======== RECORDS TO PROCESS
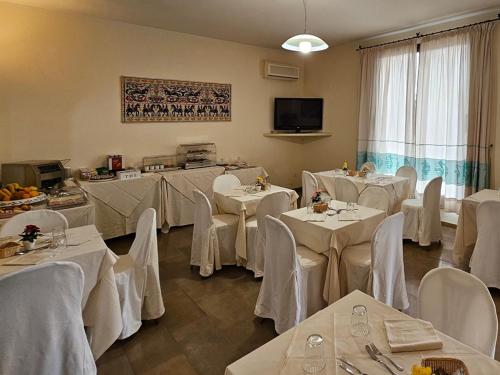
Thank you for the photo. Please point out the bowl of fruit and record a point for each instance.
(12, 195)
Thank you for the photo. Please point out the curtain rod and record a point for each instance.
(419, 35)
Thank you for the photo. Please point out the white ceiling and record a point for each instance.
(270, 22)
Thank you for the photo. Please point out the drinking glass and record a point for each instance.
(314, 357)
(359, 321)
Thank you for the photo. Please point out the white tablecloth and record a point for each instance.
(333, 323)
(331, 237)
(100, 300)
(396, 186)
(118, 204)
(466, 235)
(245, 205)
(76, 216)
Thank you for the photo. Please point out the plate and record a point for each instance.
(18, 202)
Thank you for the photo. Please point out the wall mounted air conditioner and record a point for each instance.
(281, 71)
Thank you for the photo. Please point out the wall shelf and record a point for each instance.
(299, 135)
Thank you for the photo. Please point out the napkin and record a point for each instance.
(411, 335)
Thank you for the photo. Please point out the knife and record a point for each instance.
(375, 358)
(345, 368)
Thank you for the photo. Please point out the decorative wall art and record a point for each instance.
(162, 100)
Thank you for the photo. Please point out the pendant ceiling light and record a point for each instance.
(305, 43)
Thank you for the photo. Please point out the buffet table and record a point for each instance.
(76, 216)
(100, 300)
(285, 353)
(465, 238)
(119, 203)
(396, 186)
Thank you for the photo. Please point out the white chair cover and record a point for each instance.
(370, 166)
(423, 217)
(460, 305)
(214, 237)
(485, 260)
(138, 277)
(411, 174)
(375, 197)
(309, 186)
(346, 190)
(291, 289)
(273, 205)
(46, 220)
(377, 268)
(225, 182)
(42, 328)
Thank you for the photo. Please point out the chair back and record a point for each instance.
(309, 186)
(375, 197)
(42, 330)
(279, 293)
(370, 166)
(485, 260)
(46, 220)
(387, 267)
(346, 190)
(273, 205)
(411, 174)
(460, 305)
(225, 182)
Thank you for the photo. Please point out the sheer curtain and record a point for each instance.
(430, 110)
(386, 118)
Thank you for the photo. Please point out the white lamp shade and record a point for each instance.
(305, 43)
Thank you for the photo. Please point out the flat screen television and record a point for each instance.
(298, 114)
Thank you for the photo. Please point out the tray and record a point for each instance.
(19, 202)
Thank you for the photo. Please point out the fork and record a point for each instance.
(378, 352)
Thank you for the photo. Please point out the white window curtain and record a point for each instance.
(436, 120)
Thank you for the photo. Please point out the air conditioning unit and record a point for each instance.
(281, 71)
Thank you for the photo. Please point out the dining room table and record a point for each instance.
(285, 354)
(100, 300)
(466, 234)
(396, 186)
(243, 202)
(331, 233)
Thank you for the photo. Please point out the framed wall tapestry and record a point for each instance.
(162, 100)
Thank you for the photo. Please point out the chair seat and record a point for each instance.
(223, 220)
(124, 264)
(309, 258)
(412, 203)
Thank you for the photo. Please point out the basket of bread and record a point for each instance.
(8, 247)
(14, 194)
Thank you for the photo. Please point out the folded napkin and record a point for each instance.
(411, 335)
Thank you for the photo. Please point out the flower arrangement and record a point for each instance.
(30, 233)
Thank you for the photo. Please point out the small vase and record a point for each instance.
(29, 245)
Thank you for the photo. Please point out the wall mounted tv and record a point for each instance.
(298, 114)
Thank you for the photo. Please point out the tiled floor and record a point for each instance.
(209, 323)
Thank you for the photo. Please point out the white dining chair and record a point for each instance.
================
======== RECORDS TO PROCESS
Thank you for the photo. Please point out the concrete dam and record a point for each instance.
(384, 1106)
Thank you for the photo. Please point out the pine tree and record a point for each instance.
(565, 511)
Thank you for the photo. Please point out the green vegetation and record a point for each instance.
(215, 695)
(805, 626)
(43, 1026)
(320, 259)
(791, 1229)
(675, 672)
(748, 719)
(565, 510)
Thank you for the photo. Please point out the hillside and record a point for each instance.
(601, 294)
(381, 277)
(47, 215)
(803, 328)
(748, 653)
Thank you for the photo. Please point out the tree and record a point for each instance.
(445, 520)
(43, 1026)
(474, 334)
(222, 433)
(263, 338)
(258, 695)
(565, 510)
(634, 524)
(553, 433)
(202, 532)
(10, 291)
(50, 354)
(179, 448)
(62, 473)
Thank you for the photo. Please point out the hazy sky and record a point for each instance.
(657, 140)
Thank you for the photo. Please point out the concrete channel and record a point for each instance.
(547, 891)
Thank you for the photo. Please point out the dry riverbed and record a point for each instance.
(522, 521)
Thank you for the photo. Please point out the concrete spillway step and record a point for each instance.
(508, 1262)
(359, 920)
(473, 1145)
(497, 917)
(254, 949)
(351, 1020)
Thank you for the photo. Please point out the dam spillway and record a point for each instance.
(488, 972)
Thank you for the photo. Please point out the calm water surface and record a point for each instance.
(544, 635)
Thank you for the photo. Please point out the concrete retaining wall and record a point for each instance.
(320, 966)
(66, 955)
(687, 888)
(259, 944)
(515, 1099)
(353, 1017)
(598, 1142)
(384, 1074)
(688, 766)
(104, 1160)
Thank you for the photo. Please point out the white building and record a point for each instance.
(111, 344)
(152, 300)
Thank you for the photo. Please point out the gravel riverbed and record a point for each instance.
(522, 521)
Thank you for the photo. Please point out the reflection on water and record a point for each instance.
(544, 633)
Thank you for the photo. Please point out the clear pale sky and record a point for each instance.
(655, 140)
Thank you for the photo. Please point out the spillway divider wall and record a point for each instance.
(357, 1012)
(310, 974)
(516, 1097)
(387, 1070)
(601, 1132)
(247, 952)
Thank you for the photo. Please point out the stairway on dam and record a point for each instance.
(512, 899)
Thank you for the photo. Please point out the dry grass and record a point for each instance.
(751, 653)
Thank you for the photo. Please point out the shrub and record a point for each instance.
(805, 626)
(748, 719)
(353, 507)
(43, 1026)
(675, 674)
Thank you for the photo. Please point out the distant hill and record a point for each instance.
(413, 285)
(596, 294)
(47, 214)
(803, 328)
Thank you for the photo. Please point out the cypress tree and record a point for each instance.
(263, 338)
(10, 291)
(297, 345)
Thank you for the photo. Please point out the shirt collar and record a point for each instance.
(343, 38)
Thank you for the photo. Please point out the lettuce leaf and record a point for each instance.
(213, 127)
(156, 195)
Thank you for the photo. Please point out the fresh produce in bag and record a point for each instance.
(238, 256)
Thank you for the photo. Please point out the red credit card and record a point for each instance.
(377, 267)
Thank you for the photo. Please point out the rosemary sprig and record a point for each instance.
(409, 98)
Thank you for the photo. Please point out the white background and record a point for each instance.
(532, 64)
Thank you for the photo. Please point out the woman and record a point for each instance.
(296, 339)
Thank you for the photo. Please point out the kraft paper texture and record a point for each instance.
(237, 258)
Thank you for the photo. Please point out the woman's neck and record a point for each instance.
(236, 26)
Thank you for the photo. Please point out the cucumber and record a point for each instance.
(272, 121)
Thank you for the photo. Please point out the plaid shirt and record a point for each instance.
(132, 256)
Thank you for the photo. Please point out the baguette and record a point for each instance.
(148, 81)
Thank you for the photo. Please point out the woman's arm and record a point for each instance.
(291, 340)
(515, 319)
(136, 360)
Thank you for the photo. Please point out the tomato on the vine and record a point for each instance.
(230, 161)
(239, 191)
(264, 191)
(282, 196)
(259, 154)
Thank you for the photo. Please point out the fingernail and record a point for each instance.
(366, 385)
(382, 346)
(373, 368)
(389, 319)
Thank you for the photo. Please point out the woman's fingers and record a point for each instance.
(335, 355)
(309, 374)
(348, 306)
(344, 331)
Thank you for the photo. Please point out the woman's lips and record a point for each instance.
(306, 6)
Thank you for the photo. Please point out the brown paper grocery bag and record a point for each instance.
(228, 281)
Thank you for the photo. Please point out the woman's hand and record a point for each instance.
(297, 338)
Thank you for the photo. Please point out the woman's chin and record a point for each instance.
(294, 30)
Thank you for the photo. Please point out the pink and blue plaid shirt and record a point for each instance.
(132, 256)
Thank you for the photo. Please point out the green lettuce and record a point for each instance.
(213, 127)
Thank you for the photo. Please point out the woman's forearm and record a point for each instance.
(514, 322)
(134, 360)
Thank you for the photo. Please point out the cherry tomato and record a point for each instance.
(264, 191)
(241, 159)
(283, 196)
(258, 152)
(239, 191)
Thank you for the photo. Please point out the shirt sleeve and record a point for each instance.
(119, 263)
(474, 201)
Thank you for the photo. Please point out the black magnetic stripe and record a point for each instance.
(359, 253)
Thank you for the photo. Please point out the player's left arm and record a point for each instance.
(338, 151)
================
REQUIRED TASK
Find every line in the records above that contains the word "dining", and copy each of those lines.

COMPLETE RESPONSE
Thank you for the photo. Please point out the dining room table and record a point for each instance.
Thank you for the photo. Please point out the white dining chair and record a point for each instance.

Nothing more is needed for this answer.